GIVEN REQUEST A: Count the lines of the records that contain the word "this". Case counts, and give only the number.

SOURCE EXTRACT:
════════
POEM The Empath's Lament ~ A Light Week
A poem for the big feelings of the holiday season + Coming Home is only on Thursday this week, 12pm EDT.
Dear Friends,
I’m contemplating offering a course this winter called, “The Art of Becoming More Sensitive In a Desensitized World.” Or, “The Story of My Life” :)
The inspiration has been all the reflection I’ve been doing about menopause and how insanely intense it is for women and how we hardly talk about it. I know…this is changing, thank goddess. It cannot be that we continue to suffer in silence.
But, my life-long sensitivity has little to do with hormones. I’m an empath. I come by it naturally—my maternal line. But, it’s also a case of the “wounded healer.” I developed many of the gifts I have out of desperation; as a result of trauma, which sent me searching for ways to handle my extreme sensitivity in a desensitized world.
I found this snippet of a poem I wrote a year ago (below). When I re-read it, I thought it had some value…that there might be a few sensitive folks out there heading into intense family dynamics, travel, the darkness of winter, and the opening of the end-of-the-year holiday portal. I offer it in a pretty raw form. May it be a support. Know you are not alone. And let me know if you’d like to join a course with other sensitive beings looking to harness, understand, train and refine our sensitivities. Subtle sensing is one of the skills we need to return to—which requires swimming counter culture. Join us for a salmon run! It makes life easier to do this together.
════════
GIVEN DATA:
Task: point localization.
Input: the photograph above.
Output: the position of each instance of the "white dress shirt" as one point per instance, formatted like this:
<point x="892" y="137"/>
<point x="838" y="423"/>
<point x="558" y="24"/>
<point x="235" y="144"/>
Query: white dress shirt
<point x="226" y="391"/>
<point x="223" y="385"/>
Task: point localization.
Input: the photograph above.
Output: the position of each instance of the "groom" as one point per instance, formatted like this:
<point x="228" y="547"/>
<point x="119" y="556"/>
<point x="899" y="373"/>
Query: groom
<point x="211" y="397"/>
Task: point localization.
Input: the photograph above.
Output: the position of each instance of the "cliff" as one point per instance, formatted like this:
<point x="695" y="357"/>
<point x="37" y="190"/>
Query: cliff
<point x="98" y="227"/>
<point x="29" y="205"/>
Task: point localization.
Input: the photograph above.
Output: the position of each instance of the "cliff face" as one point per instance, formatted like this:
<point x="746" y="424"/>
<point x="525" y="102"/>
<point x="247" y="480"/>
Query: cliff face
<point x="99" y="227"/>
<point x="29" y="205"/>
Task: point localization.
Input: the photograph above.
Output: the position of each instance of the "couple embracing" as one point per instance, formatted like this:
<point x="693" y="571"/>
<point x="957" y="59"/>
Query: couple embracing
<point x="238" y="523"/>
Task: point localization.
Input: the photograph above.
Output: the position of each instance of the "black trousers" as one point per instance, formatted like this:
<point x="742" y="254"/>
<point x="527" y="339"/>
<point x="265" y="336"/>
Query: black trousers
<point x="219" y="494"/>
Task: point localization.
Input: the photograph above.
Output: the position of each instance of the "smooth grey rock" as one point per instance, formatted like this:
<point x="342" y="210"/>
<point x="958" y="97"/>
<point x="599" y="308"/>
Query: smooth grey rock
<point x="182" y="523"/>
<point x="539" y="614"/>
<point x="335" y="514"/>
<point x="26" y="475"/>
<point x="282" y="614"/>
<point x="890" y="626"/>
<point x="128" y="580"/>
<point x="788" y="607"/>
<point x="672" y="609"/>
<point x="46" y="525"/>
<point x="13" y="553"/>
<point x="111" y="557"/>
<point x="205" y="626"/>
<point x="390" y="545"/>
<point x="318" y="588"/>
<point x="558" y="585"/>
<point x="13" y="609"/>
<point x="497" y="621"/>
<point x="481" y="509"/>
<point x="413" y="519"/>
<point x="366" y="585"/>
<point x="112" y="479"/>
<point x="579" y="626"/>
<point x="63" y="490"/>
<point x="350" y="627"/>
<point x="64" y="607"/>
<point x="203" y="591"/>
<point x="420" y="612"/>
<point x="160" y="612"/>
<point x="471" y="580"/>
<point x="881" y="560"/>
════════
GIVEN REQUEST B: Please summarize the letter in two sentences.

REPLY A: 7

REPLY B: The writer is considering a winter course on becoming more sensitive in a desensitized world, inspired by reflection on menopause, though the writer's lifelong sensitivity comes from being an empath through the maternal line and from trauma. The writer shares a raw snippet of a poem from a year ago as support for sensitive people heading into family dynamics, travel, winter darkness and the holidays, and invites them to join a course to harness and refine their sensitivities together.